SELECTED TEXT:
⟨

The College Board was run by people who were eager to demonstrate their own progressive credentials. They ran from the concept of aptitude as the Florentines fled the plague.
If I am wrong, and the pre-1994 SAT measured g much better than the SAT used for the UC study, then I hope some disaffected College Board psychometrician leaks that news immediately. I will thereupon join a crusade to restore the old SAT. But given the available information, I think it is probable that even analyses conducted prior to the revisions in the test would not have shown a major independent role for the SAT after taking high school transcript and achievement test scores into account. To put it another way, those of us who thought that the SAT was our salvation were probably wrong. Even coming from mediocre high schools, our scores on achievement tests would have conveyed about the same picture to college admissions committees as our scores on the SAT conveyed.
I know how counterintuitive this sounds (I am presenting a conclusion I resisted as long as I could). But the truth about any achievement test, from an AP exam down to a weekly pop quiz, is that the smartest kids tend to get the highest scores. All mental tests are g-loaded to some degree. What was not realized until the UC study was just how high that correlation was for the SAT and the achievement tests.
Before, studies of the relationship had been based on self-selected samples of students who chose to take achievement tests along with the SAT, and there was good reason to think those students were unrepresentative. But by requiring all applicants to take both the SAT and achievement tests, the University of California got rid of this problem—and the correlations were still very high.
After the College Board did all of its statistical corrections in its 2002 study and applied them to test-takers from California, it found, for example, that the correlation between the SAT Verbal and the Literature Achievement test was a very high 0.83 (a correlation of 1.0 represents a perfect direct relationship). The correlation between the SAT Math and the Math IC achievement test was 0.86. So I conclude that bright students who do not go to first-rate high schools will do fine without the SAT. Consider these scenarios:
Start with motivated, high-ability students who go to truly bad schools, meaning the worst schools in the inner cities. The bright students’ achievement test scores are likely to be depressed by the schools’ dreadfulness, but even scores that are just fair will get the attention of an admissions office if the transcript shows As and the recommendations are enthusiastic. The nation’s top colleges desperately want to increase their enrollment of inner-city blacks and Hispanics, and are willing to make large allowances for bad schooling to do so.
Next, turn to the much larger number of high-ability students who are in schools that are not awful, but mediocre—the typical urban or small-town public school. The curriculum includes all the standard college-prep courses with standard textbooks. A few of the teachers are terrific, but most are no more than ordinary.
The SAT test isn't the problem. The children of the well educated and affluent get most of the top scores because they constitute most of the smartest kids. They are smart not because their parents are well educated, but because their parents are smart.

⟩

Point labeling dataset excerpts:

⟨

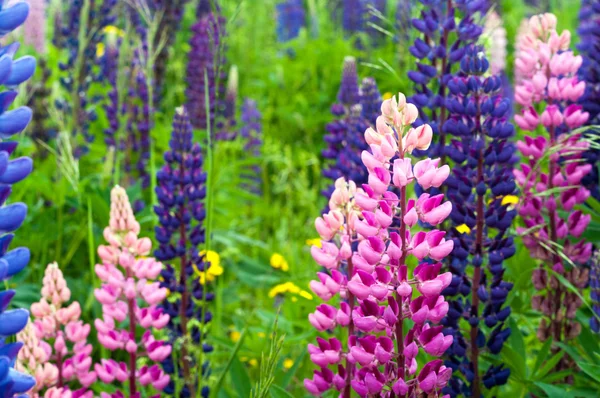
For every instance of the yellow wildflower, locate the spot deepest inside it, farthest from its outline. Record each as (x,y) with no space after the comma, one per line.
(113,30)
(314,242)
(463,229)
(278,262)
(100,50)
(235,336)
(214,269)
(510,200)
(282,288)
(288,363)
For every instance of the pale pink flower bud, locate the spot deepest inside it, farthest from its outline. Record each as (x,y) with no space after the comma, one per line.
(402,172)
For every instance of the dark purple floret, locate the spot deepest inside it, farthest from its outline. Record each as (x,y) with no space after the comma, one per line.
(171,12)
(482,190)
(443,33)
(251,133)
(206,58)
(290,19)
(79,70)
(181,191)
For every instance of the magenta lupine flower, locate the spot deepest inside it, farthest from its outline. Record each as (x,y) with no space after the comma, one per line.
(130,298)
(34,359)
(550,178)
(366,254)
(62,356)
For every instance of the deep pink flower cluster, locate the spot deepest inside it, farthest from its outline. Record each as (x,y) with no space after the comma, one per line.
(130,296)
(57,353)
(551,177)
(367,237)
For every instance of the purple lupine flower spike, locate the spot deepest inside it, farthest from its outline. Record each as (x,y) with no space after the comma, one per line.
(251,132)
(291,17)
(205,57)
(595,291)
(181,191)
(438,58)
(483,192)
(12,321)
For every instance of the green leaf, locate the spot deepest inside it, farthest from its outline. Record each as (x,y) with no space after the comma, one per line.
(289,375)
(232,357)
(554,391)
(278,392)
(550,364)
(515,362)
(591,370)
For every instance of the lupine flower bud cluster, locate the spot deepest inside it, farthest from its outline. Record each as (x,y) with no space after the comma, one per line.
(344,138)
(446,28)
(370,100)
(34,28)
(251,132)
(130,298)
(226,124)
(62,357)
(181,191)
(551,176)
(206,58)
(365,258)
(589,46)
(12,73)
(128,113)
(482,190)
(290,19)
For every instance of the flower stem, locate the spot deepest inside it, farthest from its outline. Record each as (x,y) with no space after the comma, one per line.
(184,294)
(132,355)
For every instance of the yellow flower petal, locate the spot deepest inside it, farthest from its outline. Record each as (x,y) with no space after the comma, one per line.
(314,242)
(510,200)
(113,30)
(288,363)
(463,229)
(100,50)
(214,269)
(235,336)
(279,262)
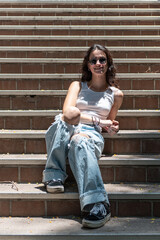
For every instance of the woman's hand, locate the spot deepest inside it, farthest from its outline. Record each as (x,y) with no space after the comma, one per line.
(112,129)
(105,123)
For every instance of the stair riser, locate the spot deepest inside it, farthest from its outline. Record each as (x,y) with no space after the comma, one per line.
(112,146)
(50,84)
(37,208)
(81,22)
(80,13)
(56,102)
(110,174)
(126,123)
(79,42)
(76,54)
(73,67)
(80,32)
(80,5)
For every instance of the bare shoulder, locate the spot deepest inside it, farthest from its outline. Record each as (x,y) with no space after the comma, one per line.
(74,88)
(118,94)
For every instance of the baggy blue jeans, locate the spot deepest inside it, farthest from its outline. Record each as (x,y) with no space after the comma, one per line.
(83,154)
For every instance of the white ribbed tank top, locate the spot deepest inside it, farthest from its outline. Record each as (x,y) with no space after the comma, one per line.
(93,103)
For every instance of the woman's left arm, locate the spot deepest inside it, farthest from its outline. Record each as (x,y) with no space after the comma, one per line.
(118,99)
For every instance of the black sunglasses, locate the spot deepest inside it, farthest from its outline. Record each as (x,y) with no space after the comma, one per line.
(102,60)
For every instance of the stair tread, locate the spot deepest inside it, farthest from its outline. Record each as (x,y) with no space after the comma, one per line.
(52,9)
(44,228)
(78,37)
(30,134)
(110,18)
(110,160)
(115,191)
(75,76)
(68,49)
(76,60)
(72,27)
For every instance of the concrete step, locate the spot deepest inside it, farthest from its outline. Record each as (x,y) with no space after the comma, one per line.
(88,20)
(74,3)
(54,99)
(125,142)
(73,65)
(42,119)
(78,40)
(76,52)
(60,228)
(127,200)
(30,81)
(24,168)
(80,30)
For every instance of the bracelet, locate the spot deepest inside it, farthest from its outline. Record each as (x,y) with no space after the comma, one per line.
(95,121)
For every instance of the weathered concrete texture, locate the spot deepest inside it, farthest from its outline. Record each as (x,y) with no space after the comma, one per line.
(69,228)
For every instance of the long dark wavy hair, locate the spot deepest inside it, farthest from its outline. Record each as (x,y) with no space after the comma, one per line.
(111,71)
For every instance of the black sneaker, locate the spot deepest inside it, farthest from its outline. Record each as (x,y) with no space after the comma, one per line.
(54,186)
(98,216)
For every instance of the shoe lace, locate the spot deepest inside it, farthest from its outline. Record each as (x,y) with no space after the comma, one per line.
(98,208)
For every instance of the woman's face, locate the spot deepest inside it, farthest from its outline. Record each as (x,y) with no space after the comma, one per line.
(98,62)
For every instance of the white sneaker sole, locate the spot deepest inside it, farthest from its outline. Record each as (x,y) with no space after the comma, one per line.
(95,224)
(55,189)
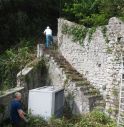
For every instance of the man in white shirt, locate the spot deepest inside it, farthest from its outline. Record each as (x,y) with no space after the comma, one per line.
(49,38)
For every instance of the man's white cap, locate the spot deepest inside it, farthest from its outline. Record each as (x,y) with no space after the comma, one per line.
(48,27)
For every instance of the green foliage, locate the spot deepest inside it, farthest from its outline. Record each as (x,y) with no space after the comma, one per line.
(92,12)
(93,119)
(11,62)
(77,32)
(96,119)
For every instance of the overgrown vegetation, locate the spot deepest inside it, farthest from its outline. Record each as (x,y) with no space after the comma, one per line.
(94,119)
(14,60)
(92,12)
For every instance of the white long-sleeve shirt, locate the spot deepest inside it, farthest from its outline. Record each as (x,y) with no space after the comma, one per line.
(48,31)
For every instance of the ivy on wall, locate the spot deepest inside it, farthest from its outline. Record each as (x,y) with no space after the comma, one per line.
(79,32)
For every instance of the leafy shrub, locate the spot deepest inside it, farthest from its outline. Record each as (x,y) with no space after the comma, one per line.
(11,62)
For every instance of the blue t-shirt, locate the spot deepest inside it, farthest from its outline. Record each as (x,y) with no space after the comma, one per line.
(14,115)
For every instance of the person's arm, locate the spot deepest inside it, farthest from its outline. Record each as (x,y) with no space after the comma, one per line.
(22,115)
(44,32)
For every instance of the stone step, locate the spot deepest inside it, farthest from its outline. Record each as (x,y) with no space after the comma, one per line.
(87,87)
(92,93)
(89,91)
(83,82)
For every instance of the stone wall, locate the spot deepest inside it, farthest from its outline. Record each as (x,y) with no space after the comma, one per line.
(99,59)
(75,99)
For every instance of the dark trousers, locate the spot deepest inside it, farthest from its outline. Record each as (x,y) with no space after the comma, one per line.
(20,124)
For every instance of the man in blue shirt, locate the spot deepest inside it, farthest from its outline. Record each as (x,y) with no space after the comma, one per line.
(16,112)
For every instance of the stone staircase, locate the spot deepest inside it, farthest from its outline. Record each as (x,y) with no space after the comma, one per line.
(89,91)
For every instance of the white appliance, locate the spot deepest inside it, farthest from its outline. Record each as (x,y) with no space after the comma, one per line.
(46,101)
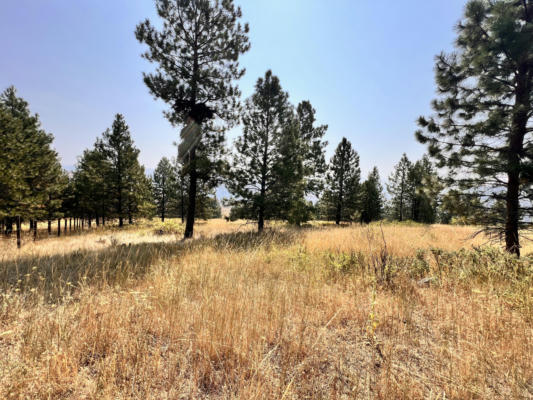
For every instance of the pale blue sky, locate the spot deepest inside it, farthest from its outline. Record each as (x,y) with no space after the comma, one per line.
(366,66)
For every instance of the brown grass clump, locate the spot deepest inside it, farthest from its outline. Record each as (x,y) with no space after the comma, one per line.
(321,312)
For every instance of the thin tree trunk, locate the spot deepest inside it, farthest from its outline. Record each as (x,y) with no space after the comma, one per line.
(18,232)
(182,205)
(516,147)
(189,227)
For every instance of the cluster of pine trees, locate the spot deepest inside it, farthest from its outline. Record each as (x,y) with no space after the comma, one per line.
(108,183)
(480,133)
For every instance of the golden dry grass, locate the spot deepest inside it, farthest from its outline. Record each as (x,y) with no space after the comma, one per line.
(323,312)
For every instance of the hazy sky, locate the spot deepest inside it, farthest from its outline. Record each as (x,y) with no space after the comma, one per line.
(365,65)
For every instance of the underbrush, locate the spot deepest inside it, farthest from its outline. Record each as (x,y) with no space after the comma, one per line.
(247,315)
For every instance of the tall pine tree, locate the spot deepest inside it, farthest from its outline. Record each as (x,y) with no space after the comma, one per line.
(400,188)
(253,174)
(342,192)
(29,167)
(482,127)
(197,52)
(371,198)
(162,187)
(117,147)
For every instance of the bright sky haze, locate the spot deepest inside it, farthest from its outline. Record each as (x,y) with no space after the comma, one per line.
(366,66)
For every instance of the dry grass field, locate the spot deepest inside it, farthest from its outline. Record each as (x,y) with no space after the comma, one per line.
(320,312)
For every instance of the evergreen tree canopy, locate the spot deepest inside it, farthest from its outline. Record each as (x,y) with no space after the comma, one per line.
(255,168)
(125,173)
(163,186)
(197,52)
(400,188)
(30,171)
(482,128)
(371,198)
(341,196)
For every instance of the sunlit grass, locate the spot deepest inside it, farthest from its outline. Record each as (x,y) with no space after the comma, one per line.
(318,312)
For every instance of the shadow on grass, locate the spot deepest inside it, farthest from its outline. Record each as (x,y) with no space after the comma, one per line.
(57,276)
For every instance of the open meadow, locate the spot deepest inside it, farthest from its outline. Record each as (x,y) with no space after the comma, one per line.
(319,312)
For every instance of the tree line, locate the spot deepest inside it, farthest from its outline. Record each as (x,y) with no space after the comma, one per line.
(479,136)
(108,182)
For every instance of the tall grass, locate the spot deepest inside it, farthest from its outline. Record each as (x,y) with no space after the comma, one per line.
(322,312)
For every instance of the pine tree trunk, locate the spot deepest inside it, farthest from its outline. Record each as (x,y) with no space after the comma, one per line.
(182,206)
(189,227)
(163,210)
(9,227)
(18,233)
(516,147)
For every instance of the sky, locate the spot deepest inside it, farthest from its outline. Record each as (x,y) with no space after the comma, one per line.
(366,66)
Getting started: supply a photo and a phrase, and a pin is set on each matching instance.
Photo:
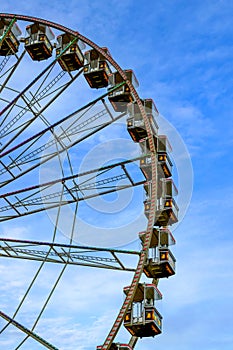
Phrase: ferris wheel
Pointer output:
(60, 95)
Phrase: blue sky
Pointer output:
(182, 55)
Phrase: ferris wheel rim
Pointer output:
(149, 230)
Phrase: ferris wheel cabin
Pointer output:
(164, 161)
(38, 42)
(135, 122)
(120, 97)
(96, 68)
(143, 319)
(161, 262)
(68, 52)
(10, 33)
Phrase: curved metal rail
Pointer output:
(139, 269)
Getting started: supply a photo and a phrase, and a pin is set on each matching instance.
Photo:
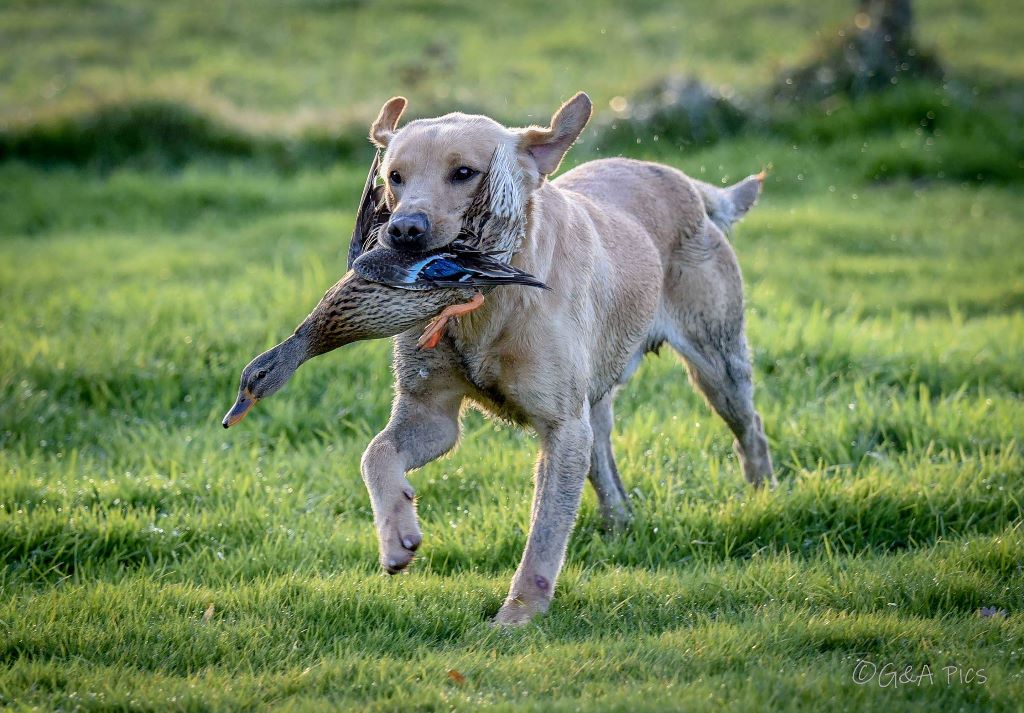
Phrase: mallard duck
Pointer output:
(351, 310)
(386, 292)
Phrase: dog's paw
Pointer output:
(517, 611)
(398, 535)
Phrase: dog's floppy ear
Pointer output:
(383, 128)
(547, 147)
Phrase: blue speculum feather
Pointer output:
(458, 264)
(442, 268)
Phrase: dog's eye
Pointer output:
(463, 173)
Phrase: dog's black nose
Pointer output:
(409, 231)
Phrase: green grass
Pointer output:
(885, 308)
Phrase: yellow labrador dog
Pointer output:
(635, 255)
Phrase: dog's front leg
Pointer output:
(421, 429)
(561, 471)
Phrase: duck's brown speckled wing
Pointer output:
(372, 215)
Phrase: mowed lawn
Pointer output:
(151, 560)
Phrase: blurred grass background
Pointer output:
(177, 182)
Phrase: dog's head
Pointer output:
(433, 168)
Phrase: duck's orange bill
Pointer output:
(239, 411)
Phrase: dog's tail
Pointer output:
(726, 206)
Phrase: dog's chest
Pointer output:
(491, 373)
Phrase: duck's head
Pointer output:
(264, 376)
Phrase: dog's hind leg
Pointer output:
(560, 474)
(719, 365)
(720, 368)
(611, 497)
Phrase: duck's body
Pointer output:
(387, 291)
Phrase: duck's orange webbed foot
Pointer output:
(432, 334)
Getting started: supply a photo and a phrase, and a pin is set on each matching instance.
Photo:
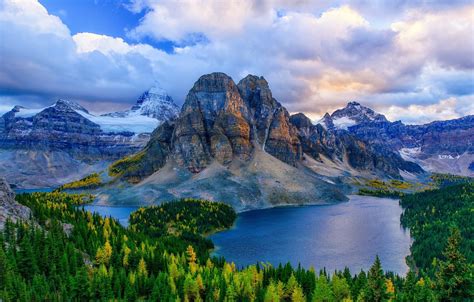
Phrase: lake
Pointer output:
(331, 236)
(121, 213)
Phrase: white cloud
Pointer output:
(443, 110)
(40, 57)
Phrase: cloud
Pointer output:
(316, 56)
(40, 57)
(416, 114)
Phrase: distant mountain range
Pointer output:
(58, 143)
(230, 142)
(441, 146)
(236, 143)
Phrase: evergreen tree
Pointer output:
(454, 276)
(376, 289)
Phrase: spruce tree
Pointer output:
(376, 287)
(454, 280)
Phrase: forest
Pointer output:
(67, 253)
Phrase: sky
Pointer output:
(410, 60)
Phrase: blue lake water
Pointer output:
(120, 213)
(19, 191)
(333, 236)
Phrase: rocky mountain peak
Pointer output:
(358, 114)
(154, 103)
(9, 207)
(301, 121)
(62, 104)
(353, 114)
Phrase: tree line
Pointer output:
(67, 253)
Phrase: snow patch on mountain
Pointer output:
(154, 103)
(23, 112)
(409, 153)
(343, 122)
(130, 123)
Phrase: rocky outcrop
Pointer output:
(9, 207)
(441, 146)
(342, 146)
(155, 103)
(213, 124)
(50, 146)
(270, 120)
(221, 121)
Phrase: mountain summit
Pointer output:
(354, 113)
(236, 143)
(154, 103)
(65, 141)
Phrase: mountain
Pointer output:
(441, 146)
(9, 207)
(154, 103)
(236, 143)
(347, 151)
(65, 141)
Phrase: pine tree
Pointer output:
(454, 281)
(297, 295)
(322, 292)
(340, 288)
(376, 286)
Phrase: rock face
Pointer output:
(223, 121)
(270, 121)
(61, 127)
(237, 144)
(441, 146)
(62, 142)
(9, 208)
(155, 103)
(342, 146)
(214, 123)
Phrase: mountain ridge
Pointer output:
(64, 141)
(226, 130)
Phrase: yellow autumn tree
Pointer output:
(104, 253)
(142, 271)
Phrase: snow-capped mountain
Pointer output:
(67, 140)
(442, 146)
(154, 103)
(354, 113)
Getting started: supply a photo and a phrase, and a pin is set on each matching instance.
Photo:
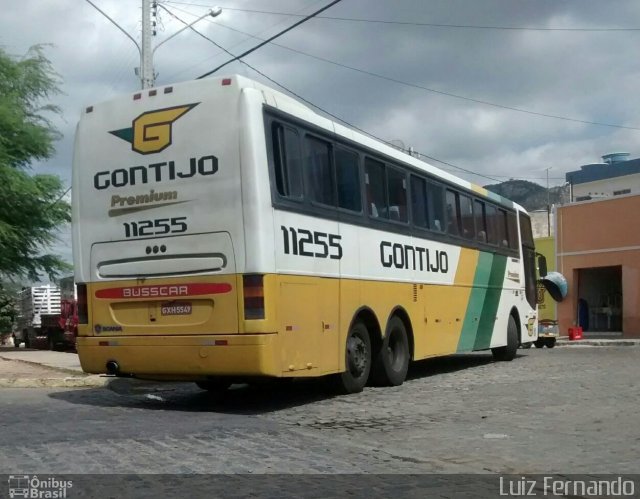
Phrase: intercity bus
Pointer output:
(223, 231)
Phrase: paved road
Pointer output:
(565, 410)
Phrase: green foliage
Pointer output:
(31, 208)
(8, 310)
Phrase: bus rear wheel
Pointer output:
(214, 385)
(392, 362)
(357, 360)
(508, 352)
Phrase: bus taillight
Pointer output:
(83, 309)
(253, 296)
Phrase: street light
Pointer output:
(145, 71)
(148, 77)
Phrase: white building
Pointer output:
(616, 175)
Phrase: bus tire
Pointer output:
(214, 385)
(508, 352)
(392, 361)
(357, 360)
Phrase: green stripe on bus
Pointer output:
(488, 317)
(476, 302)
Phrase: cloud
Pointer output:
(589, 76)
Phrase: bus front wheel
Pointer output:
(392, 362)
(508, 352)
(357, 360)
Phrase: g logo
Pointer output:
(151, 132)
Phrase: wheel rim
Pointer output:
(357, 352)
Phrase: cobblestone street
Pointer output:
(566, 410)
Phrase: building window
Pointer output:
(623, 191)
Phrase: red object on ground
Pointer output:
(575, 333)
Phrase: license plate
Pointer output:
(176, 308)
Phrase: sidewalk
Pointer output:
(20, 368)
(23, 368)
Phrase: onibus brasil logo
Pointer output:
(40, 488)
(151, 131)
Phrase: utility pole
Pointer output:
(147, 77)
(548, 206)
(149, 13)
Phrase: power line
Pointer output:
(264, 42)
(459, 168)
(441, 92)
(268, 28)
(413, 23)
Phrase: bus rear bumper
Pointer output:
(182, 357)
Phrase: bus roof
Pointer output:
(294, 106)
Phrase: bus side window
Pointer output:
(348, 180)
(397, 189)
(492, 224)
(512, 226)
(502, 228)
(453, 220)
(420, 214)
(375, 185)
(481, 221)
(320, 171)
(466, 217)
(288, 161)
(435, 203)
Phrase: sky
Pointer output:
(445, 77)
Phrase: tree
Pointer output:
(8, 310)
(31, 205)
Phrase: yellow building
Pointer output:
(546, 305)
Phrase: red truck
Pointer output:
(60, 330)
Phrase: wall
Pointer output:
(546, 305)
(608, 186)
(600, 233)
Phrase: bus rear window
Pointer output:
(288, 161)
(512, 225)
(375, 184)
(526, 232)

⟩

TASKS FOR THIS EXERCISE:
1) Answer these questions about the passage on the SAT:
(a) In the College Board's 2002 study, what was the correlation between the SAT Math and the Math IC achievement test?
(b) How did the University of California get rid of the problem of self-selected samples?
(c) According to the passage, why are the children of the well educated and affluent smart?
2) Locate every line of the records that contains the word "tall", and copy each one in full; case counts.

SOLVED PROBLEMS:
1)
(a) 0.86.
(b) By requiring all applicants to take both the SAT and achievement tests.
(c) Because their parents are smart, not because their parents are well educated.

2)
For every instance of the tall pine tree, locate the spot deepest inside it, farthest from its outline. Record each as (x,y) with no space after the comma, one per line.
For every instance of the tall grass, locate the spot deepest inside it, farthest from its outline. Record each as (x,y) with no space after the comma, one per line.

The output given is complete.